### Required work
From the line containing "orange butterfly, one" through the last line of the entries below, repeat each line word for word and leave out the rest.
··· Source records ···
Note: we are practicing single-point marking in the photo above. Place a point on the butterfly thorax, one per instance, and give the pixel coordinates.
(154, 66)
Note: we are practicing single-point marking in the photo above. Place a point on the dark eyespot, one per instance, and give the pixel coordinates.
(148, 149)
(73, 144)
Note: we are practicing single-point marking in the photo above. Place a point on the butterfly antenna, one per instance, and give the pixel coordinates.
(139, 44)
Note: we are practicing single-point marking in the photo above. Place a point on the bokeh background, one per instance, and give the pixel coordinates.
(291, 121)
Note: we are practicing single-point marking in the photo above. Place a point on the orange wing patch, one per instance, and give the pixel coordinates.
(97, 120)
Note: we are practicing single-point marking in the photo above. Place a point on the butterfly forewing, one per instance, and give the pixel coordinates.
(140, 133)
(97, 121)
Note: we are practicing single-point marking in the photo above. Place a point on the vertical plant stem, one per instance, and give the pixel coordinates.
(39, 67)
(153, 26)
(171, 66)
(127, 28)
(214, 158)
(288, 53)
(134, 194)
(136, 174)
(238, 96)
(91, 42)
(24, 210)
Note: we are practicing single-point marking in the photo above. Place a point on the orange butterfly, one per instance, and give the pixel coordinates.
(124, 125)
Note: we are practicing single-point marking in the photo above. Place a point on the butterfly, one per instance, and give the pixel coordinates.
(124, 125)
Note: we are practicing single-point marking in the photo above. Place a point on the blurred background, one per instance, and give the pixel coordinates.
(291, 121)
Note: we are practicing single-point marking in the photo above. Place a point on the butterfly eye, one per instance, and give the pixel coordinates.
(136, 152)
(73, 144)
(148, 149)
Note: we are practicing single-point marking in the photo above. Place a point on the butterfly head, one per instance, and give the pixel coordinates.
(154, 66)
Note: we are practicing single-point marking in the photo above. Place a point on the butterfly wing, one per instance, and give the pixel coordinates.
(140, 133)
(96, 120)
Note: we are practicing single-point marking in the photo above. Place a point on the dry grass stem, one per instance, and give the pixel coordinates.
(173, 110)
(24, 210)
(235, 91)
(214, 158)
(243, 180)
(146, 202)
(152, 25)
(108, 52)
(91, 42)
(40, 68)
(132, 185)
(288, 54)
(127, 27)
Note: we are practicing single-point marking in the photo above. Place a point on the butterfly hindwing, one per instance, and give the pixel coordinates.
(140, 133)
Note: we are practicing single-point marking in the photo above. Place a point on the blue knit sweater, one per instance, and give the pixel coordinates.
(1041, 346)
···
### Finished exercise
Note: we are practicing single-point marking in the photo above. Place a point on the orange butterfly, one per instance, and give the pixel coordinates.
(124, 125)
Note: we are practicing single-point marking in the photo above. Place a point on the butterfly, one per instance, and give the pixel coordinates.
(124, 125)
Note: we are practicing single-point marking in the photo above. Place a point on the blurred background, one per instance, and give the pixel coordinates.
(291, 121)
Note: we are practicing single-point marking in the photo above. Place a point on the butterfly eye, one per instance, and give the pixel coordinates.
(136, 152)
(73, 144)
(148, 149)
Note: we are practicing single-point marking in the photo above. Place a point on the butterfly head, one per instance, and give the pixel coordinates.
(154, 66)
Note: we are practicing single-point marking in the photo above. Place a point on the butterfly wing, one per instance, and give the pixel coordinates.
(140, 133)
(96, 120)
Note: we are practicing single-point marking in the photo above. Place a point on the dry grass stem, one per instance, and give the pixel coordinates.
(173, 110)
(24, 210)
(235, 91)
(214, 158)
(243, 180)
(146, 202)
(152, 25)
(108, 52)
(91, 42)
(40, 68)
(132, 185)
(288, 54)
(127, 27)
Note: we are practicing single-point marking in the photo above. Place a point on the butterfly hindwing, one per instance, and give the pixel coordinates.
(140, 133)
Note: we are practicing single-point marking in the photo above. Place a point on the blue knit sweater, one per instance, and give the pixel coordinates.
(1041, 346)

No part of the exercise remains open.